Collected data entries
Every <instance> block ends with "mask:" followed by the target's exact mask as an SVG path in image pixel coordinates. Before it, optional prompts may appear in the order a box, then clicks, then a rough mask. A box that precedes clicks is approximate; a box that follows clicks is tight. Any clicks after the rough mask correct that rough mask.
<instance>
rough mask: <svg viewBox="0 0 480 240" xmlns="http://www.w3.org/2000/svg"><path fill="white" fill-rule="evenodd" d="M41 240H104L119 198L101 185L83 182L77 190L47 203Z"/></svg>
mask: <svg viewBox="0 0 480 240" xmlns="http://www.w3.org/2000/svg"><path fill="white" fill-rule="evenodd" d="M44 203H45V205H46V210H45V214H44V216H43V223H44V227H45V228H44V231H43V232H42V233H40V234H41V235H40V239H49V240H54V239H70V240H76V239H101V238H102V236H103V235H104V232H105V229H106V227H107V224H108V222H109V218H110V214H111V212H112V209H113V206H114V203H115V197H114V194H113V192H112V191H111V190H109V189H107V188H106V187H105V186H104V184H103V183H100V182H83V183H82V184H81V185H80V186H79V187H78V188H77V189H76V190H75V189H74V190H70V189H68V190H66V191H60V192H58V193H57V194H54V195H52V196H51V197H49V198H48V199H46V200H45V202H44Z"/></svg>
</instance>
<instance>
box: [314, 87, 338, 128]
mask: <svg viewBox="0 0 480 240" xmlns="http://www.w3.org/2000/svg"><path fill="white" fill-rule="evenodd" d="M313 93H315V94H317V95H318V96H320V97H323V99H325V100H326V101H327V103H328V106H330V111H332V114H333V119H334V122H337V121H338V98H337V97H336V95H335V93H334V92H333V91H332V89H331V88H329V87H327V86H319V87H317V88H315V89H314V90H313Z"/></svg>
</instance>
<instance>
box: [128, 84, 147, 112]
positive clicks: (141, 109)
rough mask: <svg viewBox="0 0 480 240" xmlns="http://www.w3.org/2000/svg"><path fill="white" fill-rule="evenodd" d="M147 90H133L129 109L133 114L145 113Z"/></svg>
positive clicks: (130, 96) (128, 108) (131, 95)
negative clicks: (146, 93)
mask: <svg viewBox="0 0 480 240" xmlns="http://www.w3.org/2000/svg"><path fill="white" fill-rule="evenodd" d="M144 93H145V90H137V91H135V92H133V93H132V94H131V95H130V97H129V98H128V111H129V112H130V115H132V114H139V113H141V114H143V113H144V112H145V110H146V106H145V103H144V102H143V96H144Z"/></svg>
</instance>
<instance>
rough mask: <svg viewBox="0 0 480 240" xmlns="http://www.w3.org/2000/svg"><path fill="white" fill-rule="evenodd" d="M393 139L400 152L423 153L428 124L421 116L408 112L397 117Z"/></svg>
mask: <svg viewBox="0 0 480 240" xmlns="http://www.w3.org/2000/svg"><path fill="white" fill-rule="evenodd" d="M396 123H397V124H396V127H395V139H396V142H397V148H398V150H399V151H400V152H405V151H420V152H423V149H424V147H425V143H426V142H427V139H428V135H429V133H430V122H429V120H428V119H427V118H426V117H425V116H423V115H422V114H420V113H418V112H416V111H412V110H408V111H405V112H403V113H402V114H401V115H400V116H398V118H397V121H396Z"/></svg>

» THE TASK:
Only the lines from the one containing "139L400 152L423 153L428" through the last line above belong in your answer. Retype them exactly.

» WRITTEN SOLUTION:
rough mask: <svg viewBox="0 0 480 240" xmlns="http://www.w3.org/2000/svg"><path fill="white" fill-rule="evenodd" d="M393 139L400 152L423 153L428 124L421 116L408 112L397 117Z"/></svg>
mask: <svg viewBox="0 0 480 240" xmlns="http://www.w3.org/2000/svg"><path fill="white" fill-rule="evenodd" d="M396 123H397V124H396V127H395V139H396V142H397V148H398V150H399V151H400V152H405V151H420V152H423V149H424V147H425V143H426V142H427V139H428V135H429V133H430V122H429V120H428V119H427V118H426V117H425V116H423V115H422V114H420V113H418V112H416V111H412V110H408V111H405V112H403V113H402V114H401V115H400V116H398V118H397V121H396Z"/></svg>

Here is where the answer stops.